## Text provided

All "oil" adjuvants approved for humans are oil-in-water. They adsorb antigens to their surface and induce immune cell recruitment. All of these human-approved O/W adjuvants use squalene, an oil produced by human liver and skin. MF59 is an oil-in-water emulsion of squalene adjuvant used in some human vaccines. As of 2021, over 22 million doses of one vaccine with squalene, FLUAD, have been administered with no severe adverse effects reported. In addition, squalene-based O/W emulsions have also been shown to stably incorporate small molecule TLR7/8 adjuvants (e.g. PVP-037) and lead to enhanced adjuvanticity via synergism.

An interesting choice of oil in O/W emusions is vitamin E. The α-tocopheryl acetate form can replace the mineral oil in Fruend's adjuvants and is generally very efficacious in animals. The related α-tocopherol is used in AS03 in addition to squalene. Just as its makers had hoped, the AS03-based flu vaccine strong immunity despite using very little antigen; but the same vaccine also caused narcolepsy in a very small amount of people, all sharing one specific gene variant.

O/W emulsions need to be stabilized so they do not revert into one large blob of oil. The more common way is by using a surfactant such as Tween-80. Another way is to use an aluminum microgel.

==== Liposomes ====
Much like the droplets in an emulsion, liposomes are created when watery and oily things mix. However, they are made from phospholipids, which unlike other oil have a water-loving "head" part. This allows it to form lipid bilayers similar to cell membranes. When it encloses a aqueous volume, the result is a liposome.

The plant extract QS-21 is a liposome loaded with saponins extracted from the tree Quillaja saponaria.

The combination of QS-21, cholesterol and MPL forms the liposome adjuvant AS01 which is used in the Shingrix vaccine approved in 2017, as well as in the approved malaria vaccine Mosquirix.

==== Others ====

Monophosphoryl lipid A (MPL), a detoxified version of the lipopolysaccharide toxin from the bacterium Salmonella Minnesota, interacts with the receptor TLR4 to enhance immune response.

## Tasks and exercises
1) Could you repeat, word for word, the part of the vaccine adjuvant passage that opens with the words containing "An interesting choice" and closes with "specific gene variant."?
2) Can you turn the vaccine adjuvant passage's paragraph beginning "All "oil" adjuvants approved for humans" into a short list that keeps its main facts?
Rely only on the vaccine adjuvant passage when answering.

## Records shown
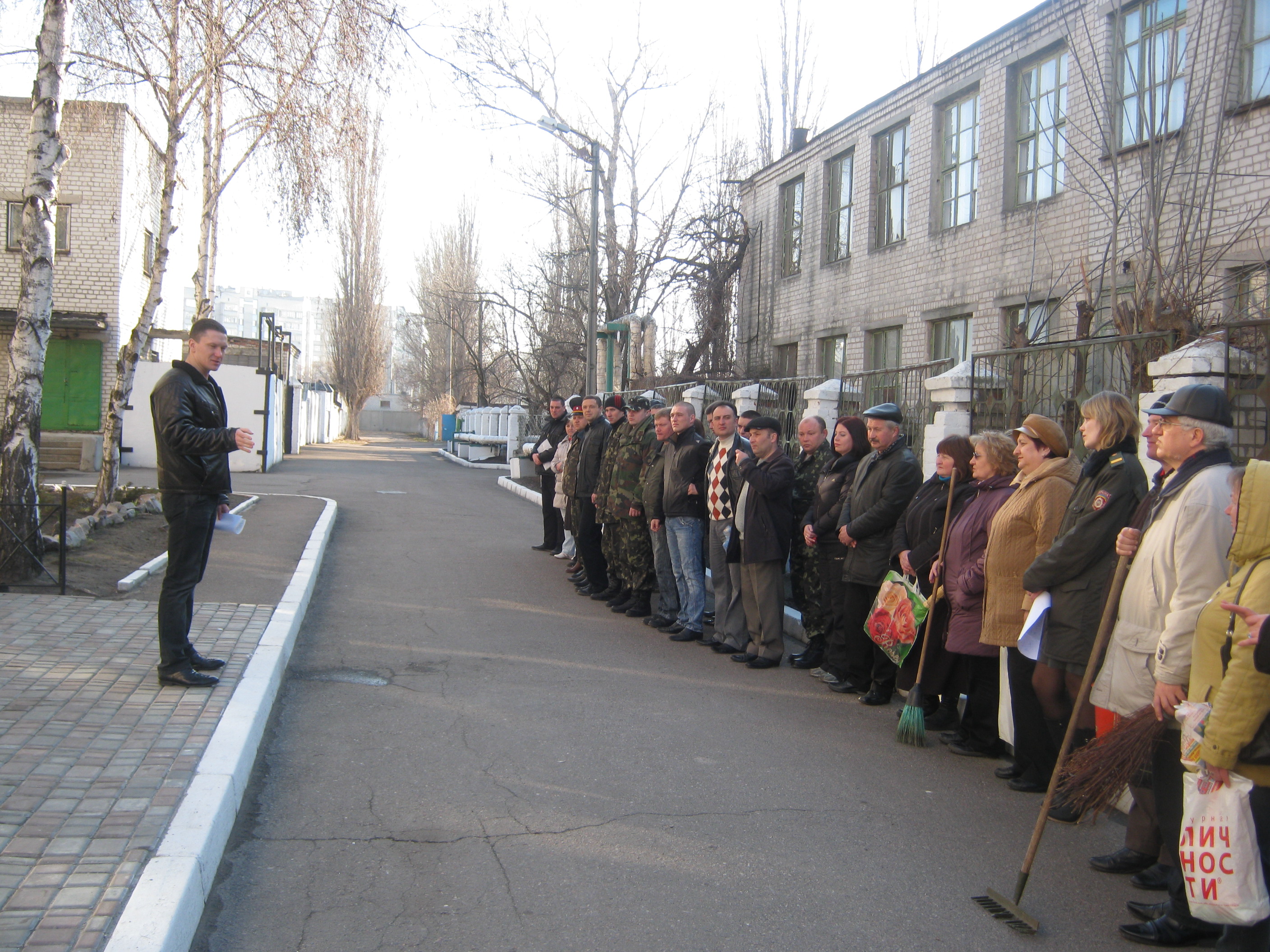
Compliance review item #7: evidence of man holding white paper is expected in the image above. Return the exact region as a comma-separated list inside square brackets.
[150, 317, 255, 688]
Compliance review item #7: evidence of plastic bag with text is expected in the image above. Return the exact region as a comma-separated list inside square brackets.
[865, 571, 926, 664]
[1177, 772, 1270, 925]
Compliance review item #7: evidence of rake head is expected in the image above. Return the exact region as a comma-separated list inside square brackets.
[970, 890, 1040, 935]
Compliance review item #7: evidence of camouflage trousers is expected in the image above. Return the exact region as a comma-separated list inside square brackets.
[790, 540, 832, 638]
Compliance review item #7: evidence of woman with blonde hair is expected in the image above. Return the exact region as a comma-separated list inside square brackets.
[1024, 390, 1147, 823]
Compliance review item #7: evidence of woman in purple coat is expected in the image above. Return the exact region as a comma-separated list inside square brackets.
[931, 430, 1017, 770]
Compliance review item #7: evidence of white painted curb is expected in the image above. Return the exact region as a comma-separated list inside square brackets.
[114, 496, 260, 591]
[106, 493, 336, 952]
[498, 476, 804, 641]
[437, 449, 512, 472]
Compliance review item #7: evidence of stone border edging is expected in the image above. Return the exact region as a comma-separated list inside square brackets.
[114, 496, 260, 591]
[106, 493, 338, 952]
[498, 476, 803, 641]
[437, 449, 512, 472]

## Results by task
1)
An interesting choice of oil in O/W emusions is vitamin E. The α-tocopheryl acetate form can replace the mineral oil in Fruend's adjuvants and is generally very efficacious in animals. The related α-tocopherol is used in AS03 in addition to squalene. Just as its makers had hoped, the AS03-based flu vaccine strong immunity despite using very little antigen; but the same vaccine also caused narcolepsy in a very small amount of people, all sharing one specific gene variant.

2)
- Every oil adjuvant approved for humans is oil-in-water (O/W).
- These adjuvants adsorb antigens to their surface and draw in immune cells.
- All human-approved O/W adjuvants use squalene, an oil made by the human liver and skin.
- MF59, an O/W squalene emulsion, is used in some human vaccines.
- As of 2021, more than 22 million doses of FLUAD, a squalene vaccine, had been given, with no severe adverse effects reported.
- Squalene O/W emulsions can also stably carry small-molecule TLR7/8 adjuvants such as PVP-037, which strengthens adjuvanticity through synergism.